Stored data entries:
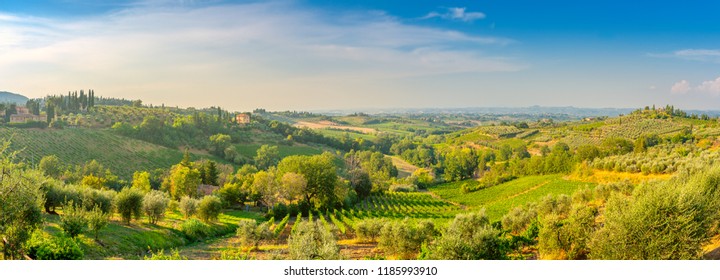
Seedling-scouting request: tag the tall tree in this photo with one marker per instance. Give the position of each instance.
(320, 173)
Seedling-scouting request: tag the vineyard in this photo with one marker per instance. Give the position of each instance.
(498, 200)
(634, 127)
(401, 205)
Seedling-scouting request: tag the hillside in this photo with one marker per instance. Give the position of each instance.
(76, 146)
(9, 97)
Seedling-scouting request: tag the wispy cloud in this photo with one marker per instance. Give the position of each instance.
(711, 87)
(705, 55)
(680, 87)
(456, 13)
(258, 52)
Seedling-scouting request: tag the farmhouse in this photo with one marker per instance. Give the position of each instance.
(24, 115)
(242, 118)
(207, 189)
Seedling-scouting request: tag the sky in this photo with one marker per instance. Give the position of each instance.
(323, 55)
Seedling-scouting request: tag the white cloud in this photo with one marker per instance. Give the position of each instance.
(707, 55)
(680, 87)
(257, 53)
(456, 13)
(711, 87)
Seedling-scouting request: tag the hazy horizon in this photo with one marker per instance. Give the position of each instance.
(318, 55)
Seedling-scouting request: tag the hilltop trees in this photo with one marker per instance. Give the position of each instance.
(183, 181)
(460, 164)
(266, 156)
(321, 176)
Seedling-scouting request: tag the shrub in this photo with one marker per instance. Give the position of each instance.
(404, 238)
(279, 211)
(129, 204)
(53, 195)
(73, 221)
(235, 255)
(251, 233)
(554, 205)
(209, 208)
(518, 219)
(40, 247)
(669, 220)
(195, 230)
(188, 206)
(154, 205)
(369, 229)
(161, 256)
(470, 237)
(403, 188)
(97, 220)
(92, 198)
(311, 241)
(173, 205)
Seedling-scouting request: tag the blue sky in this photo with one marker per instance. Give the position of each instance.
(321, 54)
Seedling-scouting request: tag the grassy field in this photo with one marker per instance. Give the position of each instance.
(138, 239)
(500, 199)
(76, 146)
(402, 205)
(339, 134)
(250, 150)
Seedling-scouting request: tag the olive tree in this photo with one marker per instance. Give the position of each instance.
(129, 203)
(311, 241)
(154, 205)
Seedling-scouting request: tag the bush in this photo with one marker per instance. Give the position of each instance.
(251, 233)
(470, 237)
(369, 229)
(669, 220)
(129, 204)
(40, 247)
(97, 220)
(209, 208)
(154, 205)
(559, 205)
(279, 211)
(53, 195)
(403, 188)
(160, 256)
(195, 230)
(404, 238)
(188, 206)
(518, 219)
(92, 198)
(73, 221)
(311, 241)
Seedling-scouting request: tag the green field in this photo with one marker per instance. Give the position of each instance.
(79, 145)
(500, 199)
(339, 134)
(402, 205)
(250, 150)
(134, 241)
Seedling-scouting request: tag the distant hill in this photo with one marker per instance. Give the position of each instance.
(9, 97)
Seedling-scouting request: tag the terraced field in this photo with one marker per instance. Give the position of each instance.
(500, 199)
(401, 205)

Action item.
Repeat only the lines starting at the one that contains "Seedling-scouting request: tag the terraced" and ending at the last line above, exactly as written.

Solved exercise.
Seedling-scouting request: tag the terraced field in this photo with one marker per instance. Give the position of each instance.
(500, 199)
(401, 205)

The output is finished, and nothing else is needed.